# Text excerpt
____________
For the complete Mojo documentation index, see llms.txt. Markdown versions of all pages are available by appending .md to any URL (e.g. /docs/manual/basics.md).
cvt_pk_fp8_f32_raw
cvt_pk_fp8_f32_raw[dtype: DType](src: SIMD[DType.float32, 4]) -> SIMD[dtype, 4]
Packs 4 f32 into 4 fp8 via 2 chained v_cvt_pk_fp8_f32 ops.
Unlike SIMD.cast[fp8](), this bypasses the compiler's clamp + NaN
scrub wrapper (v_med3_f32 + v_cmp_u_f32 + v_cndmask_b32) that the
pop.cast lowering emits on AMDGPU. The caller is responsible for
ensuring inputs are in the FP8 representable range; finite
out-of-range values are NOT saturated by the hardware instruction.
NaN/Inf inputs produce implementation-defined FP8 outputs.
____________
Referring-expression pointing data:
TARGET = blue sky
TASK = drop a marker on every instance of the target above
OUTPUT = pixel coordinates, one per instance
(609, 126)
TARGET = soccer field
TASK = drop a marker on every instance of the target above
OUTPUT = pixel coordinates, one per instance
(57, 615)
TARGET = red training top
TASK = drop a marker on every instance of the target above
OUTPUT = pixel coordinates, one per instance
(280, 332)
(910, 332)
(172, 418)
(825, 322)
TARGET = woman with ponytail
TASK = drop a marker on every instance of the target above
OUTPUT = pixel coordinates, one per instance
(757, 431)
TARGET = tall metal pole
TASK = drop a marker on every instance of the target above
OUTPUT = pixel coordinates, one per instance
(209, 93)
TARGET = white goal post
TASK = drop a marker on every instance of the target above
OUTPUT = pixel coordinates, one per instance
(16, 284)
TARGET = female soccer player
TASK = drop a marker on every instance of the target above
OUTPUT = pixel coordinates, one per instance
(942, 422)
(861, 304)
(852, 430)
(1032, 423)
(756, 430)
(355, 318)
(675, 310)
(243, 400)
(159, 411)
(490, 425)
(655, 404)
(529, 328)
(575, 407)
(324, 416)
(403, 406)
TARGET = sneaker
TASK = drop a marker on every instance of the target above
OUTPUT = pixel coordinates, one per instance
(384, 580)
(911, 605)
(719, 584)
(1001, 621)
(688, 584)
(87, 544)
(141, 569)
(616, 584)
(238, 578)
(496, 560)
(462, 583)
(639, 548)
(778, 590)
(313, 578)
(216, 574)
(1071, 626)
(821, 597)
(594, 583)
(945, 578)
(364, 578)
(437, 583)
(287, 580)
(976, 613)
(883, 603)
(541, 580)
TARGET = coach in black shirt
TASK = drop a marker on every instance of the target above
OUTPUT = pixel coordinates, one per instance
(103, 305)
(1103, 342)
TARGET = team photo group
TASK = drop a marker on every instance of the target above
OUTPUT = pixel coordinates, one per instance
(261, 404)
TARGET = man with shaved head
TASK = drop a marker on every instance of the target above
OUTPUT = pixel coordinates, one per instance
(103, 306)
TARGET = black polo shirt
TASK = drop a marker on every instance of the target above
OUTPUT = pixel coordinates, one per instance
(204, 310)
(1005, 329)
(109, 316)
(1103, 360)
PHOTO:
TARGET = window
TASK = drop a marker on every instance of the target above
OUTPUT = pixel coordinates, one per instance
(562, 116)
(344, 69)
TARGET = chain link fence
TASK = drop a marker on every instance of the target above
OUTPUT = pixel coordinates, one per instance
____________
# Activities
1/ In the cvt_pk_fp8_f32_raw reference, list the AMDGPU instructions given in parentheses as making up the compiler's clamp + NaN scrub wrapper.
2/ Does each statement agree with the cvt_pk_fp8_f32_raw reference? Answer yes or no for each, and quote the deciding words.
(a) The function converts its four f32 inputs with a single v_cvt_pk_fp8_f32 op.
(b) The hardware instruction saturates finite out-of-range values.
(c) The caller must ensure that inputs fall within the FP8 representable range.
3/ Extend the cvt_pk_fp8_f32_raw reference, starting after its final sentence.
The rows are separate material and have no connection to the cvt_pk_fp8_f32_raw reference.

# Expected responses
1/ v_med3_f32, v_cmp_u_f32, v_cndmask_b32

2/
(a) No: "via 2 chained v_cvt_pk_fp8_f32 ops"
(b) No: "finite out-of-range values are NOT saturated by the hardware instruction"
(c) Yes: "The caller is responsible for ensuring inputs are in the FP8 representable range"

3/
Notes:
- Only supported on AMD CDNA4+ GPUs.
- Maps to two
v_cvt_pk_fp8_f32(or.pk.bf8.f32) instructions. - Use only when input domain is provably bounded (e.g. softmax output, where values are in (0, 1]).
Parameters:
- dtype (
DType): The FP8 destination type,float8_e4m3fnorfloat8_e5m2.
Args:
- src (
SIMD[DType.float32, 4]): Four f32 values to pack.
Returns:
SIMD[dtype, 4]: SIMD of 4 fp8 values, bitcast from the packed i32 result.